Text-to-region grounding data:

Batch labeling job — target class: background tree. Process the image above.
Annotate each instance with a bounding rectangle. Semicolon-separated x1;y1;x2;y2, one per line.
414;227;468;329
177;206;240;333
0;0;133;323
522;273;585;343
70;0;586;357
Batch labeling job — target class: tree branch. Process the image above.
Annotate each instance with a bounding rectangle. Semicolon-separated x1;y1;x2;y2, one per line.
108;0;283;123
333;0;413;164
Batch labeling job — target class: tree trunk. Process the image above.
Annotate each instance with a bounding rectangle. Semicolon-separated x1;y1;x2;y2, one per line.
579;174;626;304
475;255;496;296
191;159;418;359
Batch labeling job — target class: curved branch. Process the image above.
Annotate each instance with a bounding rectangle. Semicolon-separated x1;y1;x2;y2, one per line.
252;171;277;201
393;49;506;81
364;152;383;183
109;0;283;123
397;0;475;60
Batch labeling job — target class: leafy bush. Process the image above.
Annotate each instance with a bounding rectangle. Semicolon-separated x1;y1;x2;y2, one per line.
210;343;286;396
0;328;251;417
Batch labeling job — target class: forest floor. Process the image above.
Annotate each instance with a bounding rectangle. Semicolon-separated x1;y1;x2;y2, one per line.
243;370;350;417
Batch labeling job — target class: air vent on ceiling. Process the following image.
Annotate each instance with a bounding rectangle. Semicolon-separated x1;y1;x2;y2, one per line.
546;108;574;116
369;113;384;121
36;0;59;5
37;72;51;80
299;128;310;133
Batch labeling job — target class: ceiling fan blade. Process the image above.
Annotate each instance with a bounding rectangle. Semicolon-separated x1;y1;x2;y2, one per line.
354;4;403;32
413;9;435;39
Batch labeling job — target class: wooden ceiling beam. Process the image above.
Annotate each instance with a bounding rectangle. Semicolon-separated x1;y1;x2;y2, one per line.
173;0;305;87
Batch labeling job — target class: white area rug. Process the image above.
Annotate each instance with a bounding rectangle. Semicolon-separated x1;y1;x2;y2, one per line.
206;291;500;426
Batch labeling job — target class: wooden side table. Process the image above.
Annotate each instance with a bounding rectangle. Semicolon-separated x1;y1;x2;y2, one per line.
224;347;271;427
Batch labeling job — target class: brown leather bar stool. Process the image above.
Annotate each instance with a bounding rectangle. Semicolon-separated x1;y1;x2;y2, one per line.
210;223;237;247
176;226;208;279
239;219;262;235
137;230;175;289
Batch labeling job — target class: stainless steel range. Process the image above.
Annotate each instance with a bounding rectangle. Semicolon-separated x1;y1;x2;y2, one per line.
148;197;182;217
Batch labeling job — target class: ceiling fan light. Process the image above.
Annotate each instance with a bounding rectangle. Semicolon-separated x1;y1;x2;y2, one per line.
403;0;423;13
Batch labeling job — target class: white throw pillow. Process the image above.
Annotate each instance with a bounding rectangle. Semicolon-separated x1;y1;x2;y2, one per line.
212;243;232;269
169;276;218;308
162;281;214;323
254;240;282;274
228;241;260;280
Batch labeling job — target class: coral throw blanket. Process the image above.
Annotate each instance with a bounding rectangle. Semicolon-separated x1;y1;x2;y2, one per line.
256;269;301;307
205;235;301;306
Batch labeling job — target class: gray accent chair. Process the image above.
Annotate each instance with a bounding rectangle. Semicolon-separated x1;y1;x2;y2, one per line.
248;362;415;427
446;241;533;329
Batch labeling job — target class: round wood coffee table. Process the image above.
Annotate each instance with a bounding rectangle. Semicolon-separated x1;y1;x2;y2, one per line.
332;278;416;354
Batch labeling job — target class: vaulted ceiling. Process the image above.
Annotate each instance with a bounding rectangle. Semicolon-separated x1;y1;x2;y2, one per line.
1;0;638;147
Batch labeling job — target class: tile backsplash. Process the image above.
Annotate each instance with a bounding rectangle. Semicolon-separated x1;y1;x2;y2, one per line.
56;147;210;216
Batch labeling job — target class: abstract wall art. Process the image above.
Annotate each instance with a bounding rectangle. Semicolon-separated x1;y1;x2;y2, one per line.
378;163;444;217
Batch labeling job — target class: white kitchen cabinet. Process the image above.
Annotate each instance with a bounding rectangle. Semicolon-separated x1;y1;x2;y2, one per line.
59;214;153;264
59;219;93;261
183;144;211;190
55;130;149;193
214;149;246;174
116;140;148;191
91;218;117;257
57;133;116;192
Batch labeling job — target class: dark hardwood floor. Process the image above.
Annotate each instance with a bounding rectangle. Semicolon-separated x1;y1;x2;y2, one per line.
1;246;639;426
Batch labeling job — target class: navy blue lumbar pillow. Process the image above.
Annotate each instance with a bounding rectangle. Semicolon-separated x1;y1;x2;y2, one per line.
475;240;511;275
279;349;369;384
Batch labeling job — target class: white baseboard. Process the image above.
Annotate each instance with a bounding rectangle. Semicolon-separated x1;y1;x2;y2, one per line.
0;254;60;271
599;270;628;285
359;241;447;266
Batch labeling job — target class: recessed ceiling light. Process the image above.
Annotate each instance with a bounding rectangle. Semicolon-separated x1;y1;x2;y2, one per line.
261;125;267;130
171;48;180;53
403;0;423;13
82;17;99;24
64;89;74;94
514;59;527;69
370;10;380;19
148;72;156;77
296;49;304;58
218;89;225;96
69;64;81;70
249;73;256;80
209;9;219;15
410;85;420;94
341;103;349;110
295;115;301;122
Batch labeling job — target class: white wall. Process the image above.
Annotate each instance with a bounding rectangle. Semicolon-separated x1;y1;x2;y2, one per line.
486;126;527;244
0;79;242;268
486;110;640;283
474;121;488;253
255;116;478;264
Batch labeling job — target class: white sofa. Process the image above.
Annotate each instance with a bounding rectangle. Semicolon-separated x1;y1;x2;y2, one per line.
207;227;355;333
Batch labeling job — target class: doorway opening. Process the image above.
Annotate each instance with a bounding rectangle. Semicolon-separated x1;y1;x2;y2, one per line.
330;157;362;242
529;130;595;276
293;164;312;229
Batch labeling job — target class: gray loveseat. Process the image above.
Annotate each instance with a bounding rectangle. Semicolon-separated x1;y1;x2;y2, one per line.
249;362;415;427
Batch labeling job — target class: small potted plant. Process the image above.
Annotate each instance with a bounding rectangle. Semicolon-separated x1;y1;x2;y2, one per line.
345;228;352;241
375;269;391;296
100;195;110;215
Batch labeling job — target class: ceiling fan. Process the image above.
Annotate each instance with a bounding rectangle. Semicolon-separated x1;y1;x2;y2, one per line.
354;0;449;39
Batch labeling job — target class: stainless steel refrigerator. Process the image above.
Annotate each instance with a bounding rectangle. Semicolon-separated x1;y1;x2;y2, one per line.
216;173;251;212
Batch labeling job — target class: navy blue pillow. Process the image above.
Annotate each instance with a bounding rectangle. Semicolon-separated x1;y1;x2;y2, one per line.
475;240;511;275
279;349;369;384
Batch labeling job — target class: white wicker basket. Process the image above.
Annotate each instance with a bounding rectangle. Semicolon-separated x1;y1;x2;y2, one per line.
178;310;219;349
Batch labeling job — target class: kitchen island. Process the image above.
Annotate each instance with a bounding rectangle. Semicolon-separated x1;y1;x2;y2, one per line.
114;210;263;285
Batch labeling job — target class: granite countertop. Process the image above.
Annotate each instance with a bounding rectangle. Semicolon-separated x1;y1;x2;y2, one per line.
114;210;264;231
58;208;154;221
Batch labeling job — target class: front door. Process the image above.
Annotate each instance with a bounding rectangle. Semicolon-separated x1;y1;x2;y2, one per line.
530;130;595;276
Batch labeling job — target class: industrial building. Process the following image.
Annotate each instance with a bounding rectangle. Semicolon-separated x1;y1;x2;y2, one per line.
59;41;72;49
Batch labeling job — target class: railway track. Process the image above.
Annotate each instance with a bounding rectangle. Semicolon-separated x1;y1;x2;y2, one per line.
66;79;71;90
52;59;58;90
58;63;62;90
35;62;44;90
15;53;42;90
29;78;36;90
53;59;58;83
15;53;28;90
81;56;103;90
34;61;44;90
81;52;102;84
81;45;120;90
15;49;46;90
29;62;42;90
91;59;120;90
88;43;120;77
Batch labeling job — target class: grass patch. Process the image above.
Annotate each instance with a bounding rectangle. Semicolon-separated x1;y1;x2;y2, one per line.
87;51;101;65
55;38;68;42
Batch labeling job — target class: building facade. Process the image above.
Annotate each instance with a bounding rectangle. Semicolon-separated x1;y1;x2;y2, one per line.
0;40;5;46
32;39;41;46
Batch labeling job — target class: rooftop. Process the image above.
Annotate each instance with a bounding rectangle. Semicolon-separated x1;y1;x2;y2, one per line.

What is needed: For each line above that contains the word "pillow", give the line as it is written.

Response below:
Batch labeling job — target class: white throw pillow. Process the image above.
Batch labeling job — target class: navy blue lumbar pillow. Process the image above.
Batch labeling job — target class: navy blue pillow. Process the image above.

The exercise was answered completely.